• [Exercício escrito]:
Segundo o excerto sobre Dane Reynolds, por que motivo as autoridades fronteiriças o retiveram no aeroporto de Lisboa? Responda numa só frase, por favor.

Mas Dane Reynolds, não.

Houve um tempo em que o americano esteve no circuito mundial, embora esse tenha durado apenas quatro anos. O que é estranho, muito estranho, porque ele é um dos surfistas mais talentosos de sempre, dos que inventam coisas e manobras em ondas que a grande maioria dos pares não se atrevem - nem conseguem - a tentar replicar. A perícia que tem, aliada ao facto de se estar nas tintas para a competição, os pontos, os troféus e o ser melhor que alguém, fez de Dane Reynolds uma espécie de alma do surf.

Mais estranho ainda é que o americano está, há dois dias, retido no aeroporto Humberto Delgado, em Lisboa.

Fonte do Serviço de Estrangeiros e Fronteiras (SEF), contactada pela Tribuna Expresso, explicou que o surfista aterrou sem ter um passaporte, o que levou as autoridades fronteiriças a retê-lo no aeroporto. Dane Reynolds apanhou em Inglaterra o voo que o trouxe a Portugal.

Alguns funcionários da Embaixada dos EUA em Lisboa têm estado, durante a manhã desta quarta-feira, no aeroporto, para resolver o problema. Até ao momento, não foi possível obter esclarecimentos do departamento de comunicação da embaixada, que não atendeu qualquer chamada.

Não tendo um passaporte, o que pode acontecer a Dane Reynolds é ser proibido de entrar em solo português e ser devolvido ao país de origem - e não a Inglaterra, onde embarcou no avião que o trouxe a Lisboa. Isto caso a embaixada dos EUA não emita um documento provisório a tempo.

O problema, sabe a Tribuna Expresso, é que a embaixada dos EUA em Lisboa não emite passaportes, ou documentos, para fora. Ou seja, Dane Reynolds terá de o levantar pessoalmente, o que implica que lhe seja possível abandonar o aeroporto. Uma das hipóteses, por exemplo, é o SEF escoltá-lo até à Avenida das Forças Armadas, onde está localizada a embaixada americana.

• [Dados fornecidos]:
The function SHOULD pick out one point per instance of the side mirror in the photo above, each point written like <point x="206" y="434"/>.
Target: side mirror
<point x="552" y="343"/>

• [Resposta completa]:
Porque aterrou em Lisboa sem ter um passaporte.